## WHAT THIS TASK INVOLVES
The data must be returned in full and exactly as given.

## DATA FOR THE TASK
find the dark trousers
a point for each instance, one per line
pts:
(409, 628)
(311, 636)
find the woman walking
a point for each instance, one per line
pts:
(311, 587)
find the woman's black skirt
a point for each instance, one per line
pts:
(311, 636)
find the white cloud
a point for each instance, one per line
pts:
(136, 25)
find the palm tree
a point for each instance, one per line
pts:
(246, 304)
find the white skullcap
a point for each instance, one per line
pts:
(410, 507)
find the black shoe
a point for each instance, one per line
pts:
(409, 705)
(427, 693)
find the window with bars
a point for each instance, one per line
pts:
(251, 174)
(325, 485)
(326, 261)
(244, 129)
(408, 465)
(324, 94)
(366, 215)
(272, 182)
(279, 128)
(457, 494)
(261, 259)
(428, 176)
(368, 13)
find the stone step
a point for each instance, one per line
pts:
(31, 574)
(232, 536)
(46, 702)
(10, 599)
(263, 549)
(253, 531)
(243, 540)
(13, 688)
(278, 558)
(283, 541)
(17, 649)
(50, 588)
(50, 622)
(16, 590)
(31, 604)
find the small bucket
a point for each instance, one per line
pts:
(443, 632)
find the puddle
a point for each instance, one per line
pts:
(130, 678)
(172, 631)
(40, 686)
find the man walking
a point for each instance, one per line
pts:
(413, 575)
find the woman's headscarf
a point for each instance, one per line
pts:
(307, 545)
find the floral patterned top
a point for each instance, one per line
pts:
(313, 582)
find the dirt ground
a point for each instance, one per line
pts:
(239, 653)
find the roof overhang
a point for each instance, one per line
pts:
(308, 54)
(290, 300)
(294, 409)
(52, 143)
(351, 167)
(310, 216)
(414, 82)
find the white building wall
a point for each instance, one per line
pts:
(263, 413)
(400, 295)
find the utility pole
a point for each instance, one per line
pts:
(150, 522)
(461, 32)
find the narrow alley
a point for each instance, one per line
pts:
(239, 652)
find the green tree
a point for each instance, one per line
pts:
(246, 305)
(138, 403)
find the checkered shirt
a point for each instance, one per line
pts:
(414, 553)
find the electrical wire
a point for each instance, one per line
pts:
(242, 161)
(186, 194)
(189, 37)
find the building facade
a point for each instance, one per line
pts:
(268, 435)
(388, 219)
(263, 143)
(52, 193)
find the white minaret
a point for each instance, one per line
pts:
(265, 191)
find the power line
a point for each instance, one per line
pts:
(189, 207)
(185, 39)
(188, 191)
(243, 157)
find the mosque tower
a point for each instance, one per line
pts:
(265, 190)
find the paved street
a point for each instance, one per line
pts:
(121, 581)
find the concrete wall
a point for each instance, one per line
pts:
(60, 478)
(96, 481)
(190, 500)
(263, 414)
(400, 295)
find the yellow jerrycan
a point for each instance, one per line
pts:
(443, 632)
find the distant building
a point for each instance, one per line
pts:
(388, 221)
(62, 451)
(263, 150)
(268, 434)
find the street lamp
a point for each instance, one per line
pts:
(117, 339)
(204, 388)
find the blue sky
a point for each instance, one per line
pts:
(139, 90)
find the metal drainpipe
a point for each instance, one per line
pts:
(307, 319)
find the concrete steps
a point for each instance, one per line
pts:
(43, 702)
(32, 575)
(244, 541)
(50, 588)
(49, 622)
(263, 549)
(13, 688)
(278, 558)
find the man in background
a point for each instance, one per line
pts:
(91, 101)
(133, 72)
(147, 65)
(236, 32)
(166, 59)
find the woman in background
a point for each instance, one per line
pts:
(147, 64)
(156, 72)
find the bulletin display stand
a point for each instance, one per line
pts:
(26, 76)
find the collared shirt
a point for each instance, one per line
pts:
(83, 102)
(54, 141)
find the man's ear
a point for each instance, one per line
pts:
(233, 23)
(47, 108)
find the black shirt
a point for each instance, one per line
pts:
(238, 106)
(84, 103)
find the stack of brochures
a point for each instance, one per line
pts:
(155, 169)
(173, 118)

## REPLY
find the dark trousers
a point for each instance, one per line
pts:
(409, 628)
(311, 636)
find the woman walking
a point for each instance, one per line
pts:
(311, 587)
find the woman's black skirt
a point for each instance, one per line
pts:
(311, 636)
find the white cloud
a point for each instance, one per line
pts:
(136, 25)
find the palm tree
a point for each instance, one per line
pts:
(246, 304)
find the white skullcap
a point for each instance, one per line
pts:
(410, 507)
find the black shoe
a point for each instance, one per line
pts:
(409, 705)
(427, 693)
find the window with bars
a point for each instance, one per line
pts:
(251, 174)
(325, 485)
(326, 261)
(244, 129)
(408, 465)
(324, 94)
(366, 215)
(272, 182)
(279, 128)
(457, 494)
(261, 259)
(428, 176)
(368, 13)
find the stone step
a point for each instance, one per line
pts:
(31, 574)
(232, 536)
(46, 702)
(10, 599)
(263, 549)
(253, 531)
(243, 540)
(13, 688)
(278, 558)
(283, 541)
(17, 649)
(50, 588)
(50, 622)
(16, 590)
(31, 604)
find the small bucket
a point for each instance, one per line
pts:
(443, 632)
find the puddle
a point for each instance, one per line
pts:
(130, 678)
(172, 631)
(40, 686)
find the man walking
a point for each instance, one per line
pts:
(413, 575)
find the woman's headscarf
a point for each instance, one per line
pts:
(307, 545)
find the floral patterned top
a point for each instance, one per line
pts:
(313, 582)
find the dirt ground
a point for each instance, one per line
pts:
(239, 653)
find the roof overhang
a point for each instance, one per line
pts:
(308, 54)
(290, 300)
(294, 409)
(52, 143)
(351, 167)
(310, 216)
(414, 82)
find the white building wall
a point for each instance, one per line
pts:
(263, 413)
(400, 295)
find the utility pole
a point for each instance, one per line
pts:
(150, 522)
(461, 32)
find the narrow alley
a point for each instance, one per line
pts:
(239, 652)
find the green tree
a point for each instance, one per line
pts:
(246, 305)
(138, 403)
find the checkered shirt
a point for each instance, one per line
pts:
(414, 553)
find the electrical wire
a point for each instance, one per line
pts:
(242, 161)
(186, 194)
(189, 37)
find the building facade
a point for each instance, one per line
pts:
(268, 435)
(388, 219)
(263, 143)
(52, 193)
find the white minaret
a point for each instance, one per line
pts:
(265, 191)
find the power line
a point for each instance, one per line
pts:
(189, 207)
(185, 39)
(188, 191)
(243, 157)
find the mosque tower
a point for each instance, one per line
pts:
(265, 190)
find the paved street
a point for each instance, one per line
pts:
(121, 581)
find the concrete wall
a point for each instance, one per line
pts:
(60, 478)
(96, 481)
(190, 500)
(263, 414)
(400, 295)
find the yellow jerrycan
a point for each instance, one per line
pts:
(443, 632)
find the distant building
a point for each instance, one per line
pts:
(388, 221)
(62, 451)
(263, 150)
(268, 434)
find the street lamp
a point for each instance, one per line
pts:
(117, 339)
(204, 388)
find the blue sky
a point for each instance, one per line
pts:
(139, 90)
find the metal drainpipe
a point for each instance, one per line
pts:
(307, 319)
find the concrete steps
a point for each instance, one per line
pts:
(43, 702)
(32, 575)
(244, 541)
(50, 588)
(49, 622)
(263, 549)
(13, 688)
(278, 558)
find the man in background
a point for each instance, one per line
pts:
(91, 101)
(133, 72)
(147, 65)
(236, 32)
(166, 59)
find the woman in background
a point for each instance, one per line
pts:
(147, 64)
(156, 72)
find the bulletin display stand
a point for each instance, one per line
pts:
(26, 76)
find the collared shirt
a point for each instance, one per line
pts:
(83, 102)
(54, 141)
find the man's ear
a point for each instance, one per line
pts:
(233, 23)
(47, 108)
find the black shirt
a point for each instance, one per line
pts:
(238, 106)
(84, 103)
find the stack of brochures
a point for each instance, one per line
pts:
(155, 169)
(173, 118)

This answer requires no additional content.